> Document section:
+ + +

Friday, August 19, 2005

Slight CONNECT BY problem....SOLVED?

It's been a while since I've been to my employers HQ. Usually, I'm stationed at my client's office, but today, me and a co-worker of mine, demo-ed a portal solution to my client.

Anyway, the presenstation went fine, and I spent the rest of the afternoon telling my colleages about a nifty little trick I picked up at the MySQL Forum. It's a not really a trick, it's actually a very clever datamodel to store hierarchical data in a relational database.

Usually, this is done using the adjency list model, but because this model relies on a recursive relationship, it's a hell of a job to extract all the data relating to an entire brach of the hierarchy. The trick I picked up is the nested set model. You can read all about that over here:

http://dev.mysql.com/tech-resources/articles/hierarchical-data.html

Now, my coworker has developed a project database that uses a table to store the work breakdown structure; a typical hierarchical structure. It runs on Oracle.

Here's an example resembling his table:


create table PRODUCT(
ID NUMBER NOT NULL
, NAME VARCHAR2(30) NOT NULL
, POSITION NUMBER NOT NULL
, PARENT_ID NUMBER
, CONSTRAINT PK_PRODUCT
PRIMARY KEY(ID)
, CONSTRAINT FK_PRODUCT
FOREIGN KEY(PARENT_ID)
REFERENCES PRODUCT(ID)
)

(sorry 'bout the caps, but i extract it like this from the data dictionary)

+ + +

> Information shown:
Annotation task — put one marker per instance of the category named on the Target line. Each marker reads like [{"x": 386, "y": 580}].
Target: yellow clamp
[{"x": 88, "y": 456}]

+ + +

> Tasks to complete:
[A] Name every column defined in the PRODUCT table in the post about the CONNECT BY problem.
[B] Shorten the paragraph in the CONNECT BY post that begins "Usually, this is done using" to two sentences, keeping its main facts.

> Solutions:
[A] ID, NAME, POSITION, PARENT_ID

[B] Hierarchical data is usually stored with the adjacency list model, but its recursive relationship makes extracting all the data for an entire branch very laborious. The trick the author picked up is the nested set model instead.